[WHAT YOU SHOULD DO] Copy each line from the records below in which the word "foam" is found.
* * * * * * * * *
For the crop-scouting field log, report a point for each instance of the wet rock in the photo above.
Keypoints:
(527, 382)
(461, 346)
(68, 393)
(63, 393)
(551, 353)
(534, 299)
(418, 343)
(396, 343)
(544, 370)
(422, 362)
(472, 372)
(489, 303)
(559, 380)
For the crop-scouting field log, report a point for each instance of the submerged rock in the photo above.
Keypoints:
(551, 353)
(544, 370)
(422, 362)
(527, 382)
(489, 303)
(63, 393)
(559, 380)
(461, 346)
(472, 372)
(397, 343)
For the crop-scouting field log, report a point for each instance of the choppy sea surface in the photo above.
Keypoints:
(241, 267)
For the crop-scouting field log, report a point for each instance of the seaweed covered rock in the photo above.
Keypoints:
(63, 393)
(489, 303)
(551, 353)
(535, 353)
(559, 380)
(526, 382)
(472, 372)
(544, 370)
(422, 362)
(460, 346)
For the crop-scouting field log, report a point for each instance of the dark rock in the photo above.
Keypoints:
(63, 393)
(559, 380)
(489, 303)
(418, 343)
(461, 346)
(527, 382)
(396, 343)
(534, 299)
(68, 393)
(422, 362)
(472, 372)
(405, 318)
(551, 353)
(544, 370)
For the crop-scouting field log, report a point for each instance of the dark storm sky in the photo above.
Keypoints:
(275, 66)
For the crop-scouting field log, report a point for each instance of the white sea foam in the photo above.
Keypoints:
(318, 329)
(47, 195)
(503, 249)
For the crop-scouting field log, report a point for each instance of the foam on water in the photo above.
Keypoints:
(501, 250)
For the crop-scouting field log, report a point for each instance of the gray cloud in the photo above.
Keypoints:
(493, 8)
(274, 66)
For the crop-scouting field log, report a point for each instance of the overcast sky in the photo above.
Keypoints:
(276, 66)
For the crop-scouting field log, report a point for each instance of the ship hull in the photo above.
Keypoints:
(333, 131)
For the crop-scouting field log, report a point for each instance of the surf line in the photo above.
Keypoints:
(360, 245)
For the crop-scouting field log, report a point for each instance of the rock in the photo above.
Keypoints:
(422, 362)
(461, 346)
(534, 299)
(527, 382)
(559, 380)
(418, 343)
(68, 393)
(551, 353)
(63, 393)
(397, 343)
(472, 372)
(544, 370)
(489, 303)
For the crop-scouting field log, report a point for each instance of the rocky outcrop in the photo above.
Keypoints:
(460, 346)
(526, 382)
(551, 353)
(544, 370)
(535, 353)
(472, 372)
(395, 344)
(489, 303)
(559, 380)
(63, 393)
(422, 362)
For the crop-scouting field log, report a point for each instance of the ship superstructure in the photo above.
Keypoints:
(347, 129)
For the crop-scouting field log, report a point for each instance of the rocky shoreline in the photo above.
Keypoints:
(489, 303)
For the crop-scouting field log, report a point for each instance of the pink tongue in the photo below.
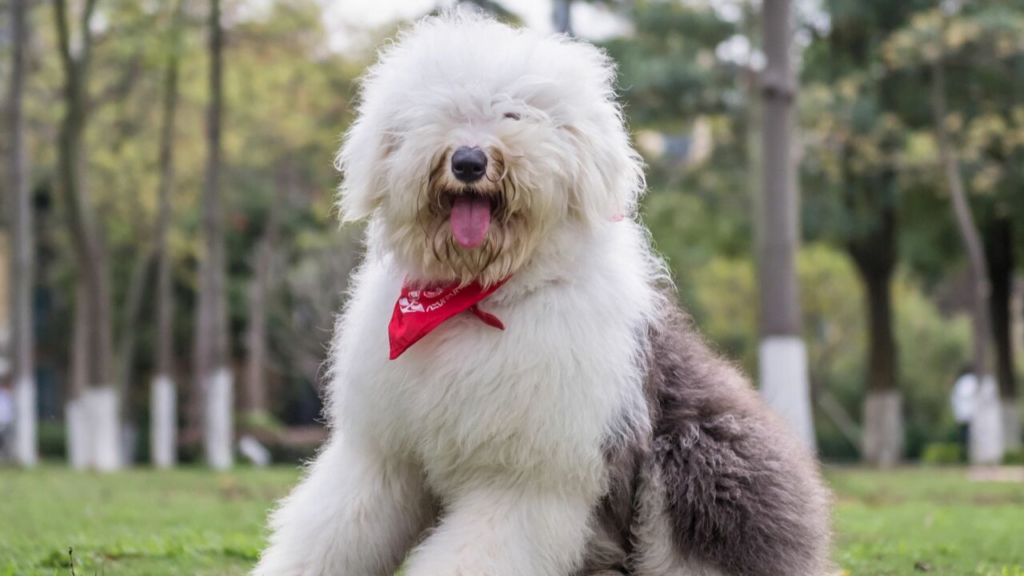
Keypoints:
(470, 219)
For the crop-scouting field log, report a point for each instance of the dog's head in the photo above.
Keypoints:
(475, 140)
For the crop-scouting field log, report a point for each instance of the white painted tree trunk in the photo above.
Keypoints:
(883, 437)
(986, 425)
(1011, 423)
(219, 403)
(104, 425)
(79, 438)
(25, 422)
(784, 383)
(163, 422)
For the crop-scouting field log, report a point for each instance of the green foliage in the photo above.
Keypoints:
(668, 69)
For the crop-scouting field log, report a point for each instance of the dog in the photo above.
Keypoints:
(513, 388)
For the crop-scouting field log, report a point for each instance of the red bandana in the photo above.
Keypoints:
(419, 312)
* * * * * * * * *
[TASK SOLUTION]
For the crop-scouting field log, report a point for each instance of the white sea foam in the photo above.
For the crop-scouting field log, report a point for each instance of the foam on water in the photo above.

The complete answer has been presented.